• _OBJECTIF_
Dans le passage sur la musique de chambre de Rita Strohl, remplacez « Mendelssohn » par « Schumann », puis réécrivez le texte en commençant par « Si le piano » et en allant jusqu'à « un sentiment d'urgence. ».

• _PASSAGE PRÉSENTÉ_
───
Si le piano occupe une place prééminente dans une large partie des compositions (Trios, Quatuor, Quintette, Septuor), d’autres éléments caractérisent ce corpus. À commencer par l'usage fréquent de la variation. Les scherzos quant à eux sont conçus dans le goût de Mendelssohn, aériens et féeriques. Autres originalités de l'écriture de Rita Strohl : elle use souvent de la forme cyclique et ne se conforme pas nécessairement au canon de la forme sonate, au profit de modes plus audacieux afin de développer l'expressivité. Surtout, elle emploie fréquemment les unissons des cordes, ce qui à une telle échelle, n'a pas de précédent. Cela se manifeste souvent en fin de mouvement et de manière rapide et ininterrompue, générant un sentiment d'urgence.
Le Premier Trio pour violon, violoncelle et piano en Sol mineur, écrit alors que Rita Strohl sort tout juste du Conservatoire, offre une coupe en quatre mouvements témoignant d'une volonté d'exploiter de manière personnelle un genre bien établi. L’œuvre offre des climats très contrastés, du lyrisme cantabile à l'animation fébrile. Le Deuxième Trio pour piano en Ré mineur (1888) sera plus équilibré que le précédent. En 1885, elle livre un Quatuor à cordes, également de proportions conséquentes, en cinq mouvements joués enchaînés, dont le bref Allegro initial sert d'introduction à un Thème et variations. En 1886, c'est la Grande Fantaisie-Quintette pour deux violons, alto, violoncelle et piano. Un genre favorisé par les musiciens postromantiques, dont Strohl modifie cependant la conception. En ne cherchant pas l'équilibre des voix, elle conçoit une sorte de concerto de chambre pour piano avec accompagnement du quatuor à cordes. On y remarque de nouveau un finale Thème et variations.
───
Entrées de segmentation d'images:
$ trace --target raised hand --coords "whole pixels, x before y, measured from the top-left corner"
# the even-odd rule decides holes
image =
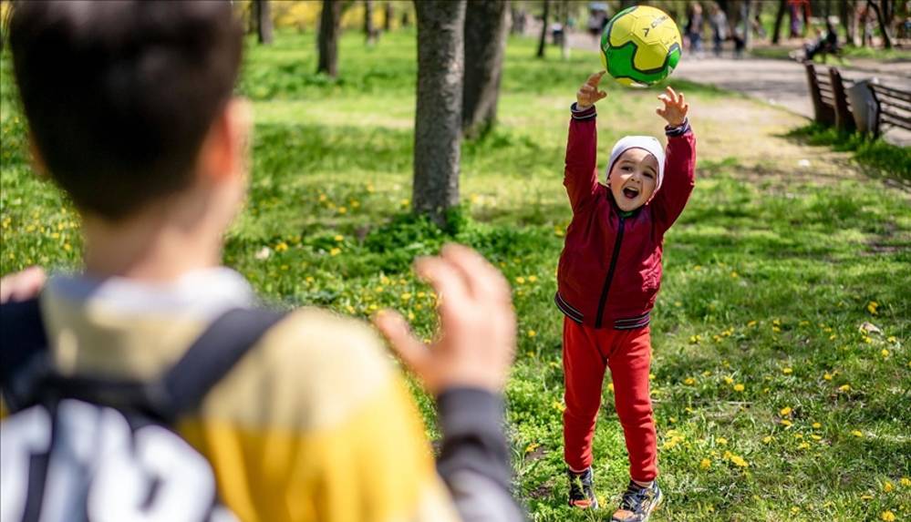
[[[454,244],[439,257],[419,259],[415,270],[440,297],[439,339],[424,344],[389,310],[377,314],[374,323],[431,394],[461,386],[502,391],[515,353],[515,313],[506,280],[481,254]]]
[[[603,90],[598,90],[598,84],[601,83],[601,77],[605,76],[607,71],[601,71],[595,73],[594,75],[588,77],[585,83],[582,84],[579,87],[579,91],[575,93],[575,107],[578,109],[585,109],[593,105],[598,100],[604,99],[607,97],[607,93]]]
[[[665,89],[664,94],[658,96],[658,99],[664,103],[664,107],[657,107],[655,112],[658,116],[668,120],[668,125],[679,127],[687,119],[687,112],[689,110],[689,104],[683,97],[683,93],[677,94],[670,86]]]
───
• _RÉSULTAT DE L'EXERCICE_
Si le piano occupe une place prééminente dans une large partie des compositions (Trios, Quatuor, Quintette, Septuor), d’autres éléments caractérisent ce corpus. À commencer par l'usage fréquent de la variation. Les scherzos quant à eux sont conçus dans le goût de Schumann, aériens et féeriques. Autres originalités de l'écriture de Rita Strohl : elle use souvent de la forme cyclique et ne se conforme pas nécessairement au canon de la forme sonate, au profit de modes plus audacieux afin de développer l'expressivité. Surtout, elle emploie fréquemment les unissons des cordes, ce qui à une telle échelle, n'a pas de précédent. Cela se manifeste souvent en fin de mouvement et de manière rapide et ininterrompue, générant un sentiment d'urgence.